AVAILABLE DATA: Begin

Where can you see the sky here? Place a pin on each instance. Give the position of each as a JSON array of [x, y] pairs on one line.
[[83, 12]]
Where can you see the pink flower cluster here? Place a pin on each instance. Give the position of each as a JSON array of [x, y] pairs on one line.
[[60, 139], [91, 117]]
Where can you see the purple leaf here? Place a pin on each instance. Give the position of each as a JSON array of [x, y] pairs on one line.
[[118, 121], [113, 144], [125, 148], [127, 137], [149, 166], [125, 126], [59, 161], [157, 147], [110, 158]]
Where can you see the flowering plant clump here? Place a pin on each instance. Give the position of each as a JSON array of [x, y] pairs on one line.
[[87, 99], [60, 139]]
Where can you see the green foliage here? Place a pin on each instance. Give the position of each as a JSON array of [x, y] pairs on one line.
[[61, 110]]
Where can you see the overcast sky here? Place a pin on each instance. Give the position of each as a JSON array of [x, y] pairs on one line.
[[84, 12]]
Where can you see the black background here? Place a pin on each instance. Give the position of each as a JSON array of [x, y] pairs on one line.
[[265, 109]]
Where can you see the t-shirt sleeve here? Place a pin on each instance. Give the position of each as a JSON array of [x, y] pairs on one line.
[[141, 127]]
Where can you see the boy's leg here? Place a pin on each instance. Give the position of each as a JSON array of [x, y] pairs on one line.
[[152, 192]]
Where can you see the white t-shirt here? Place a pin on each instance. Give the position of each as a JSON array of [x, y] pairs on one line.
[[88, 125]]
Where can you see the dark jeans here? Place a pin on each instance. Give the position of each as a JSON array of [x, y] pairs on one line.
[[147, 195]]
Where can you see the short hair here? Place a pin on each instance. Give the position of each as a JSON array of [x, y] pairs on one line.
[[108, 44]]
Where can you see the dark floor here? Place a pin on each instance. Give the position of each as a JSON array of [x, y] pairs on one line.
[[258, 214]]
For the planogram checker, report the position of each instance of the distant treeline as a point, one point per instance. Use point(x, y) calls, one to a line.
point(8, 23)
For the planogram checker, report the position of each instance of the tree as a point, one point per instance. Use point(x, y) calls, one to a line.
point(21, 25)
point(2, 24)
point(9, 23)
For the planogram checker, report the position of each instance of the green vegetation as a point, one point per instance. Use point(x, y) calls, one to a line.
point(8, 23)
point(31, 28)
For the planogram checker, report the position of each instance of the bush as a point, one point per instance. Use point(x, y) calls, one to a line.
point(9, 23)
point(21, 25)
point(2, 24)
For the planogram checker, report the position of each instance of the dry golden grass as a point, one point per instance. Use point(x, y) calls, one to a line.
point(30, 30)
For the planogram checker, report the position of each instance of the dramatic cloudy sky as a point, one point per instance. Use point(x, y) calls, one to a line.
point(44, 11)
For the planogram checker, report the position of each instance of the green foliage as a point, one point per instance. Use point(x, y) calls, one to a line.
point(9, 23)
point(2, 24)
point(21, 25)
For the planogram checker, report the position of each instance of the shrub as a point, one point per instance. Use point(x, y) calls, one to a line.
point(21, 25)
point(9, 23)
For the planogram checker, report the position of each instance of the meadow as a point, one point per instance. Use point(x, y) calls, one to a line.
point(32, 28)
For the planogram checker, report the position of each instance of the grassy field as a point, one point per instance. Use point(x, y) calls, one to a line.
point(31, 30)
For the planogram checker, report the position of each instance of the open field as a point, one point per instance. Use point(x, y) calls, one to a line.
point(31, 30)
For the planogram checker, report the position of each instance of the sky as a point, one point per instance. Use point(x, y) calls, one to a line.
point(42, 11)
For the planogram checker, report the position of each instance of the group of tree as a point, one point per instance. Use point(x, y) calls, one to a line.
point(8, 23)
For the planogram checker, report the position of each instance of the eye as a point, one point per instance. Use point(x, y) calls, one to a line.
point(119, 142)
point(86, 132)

AVAILABLE DATA: End

**WHAT YOU NEED TO DO**.
Your output must be the exact lines from the one containing "instance of the sky" through the end of the data above, both included, and nothing more.

**WRITTEN ANSWER**.
For the planogram checker, report the position of each instance of the sky as a point, one point per instance. Use point(x, y) calls, one to a line.
point(42, 11)
For the planogram checker, report the position of each instance of the group of tree as a point, one point per instance. Use point(x, y) calls, one to a line.
point(8, 23)
For the planogram checker, report the position of each instance of the eye as a point, one point per instance. Use point(x, y) calls, one to a line.
point(119, 142)
point(86, 132)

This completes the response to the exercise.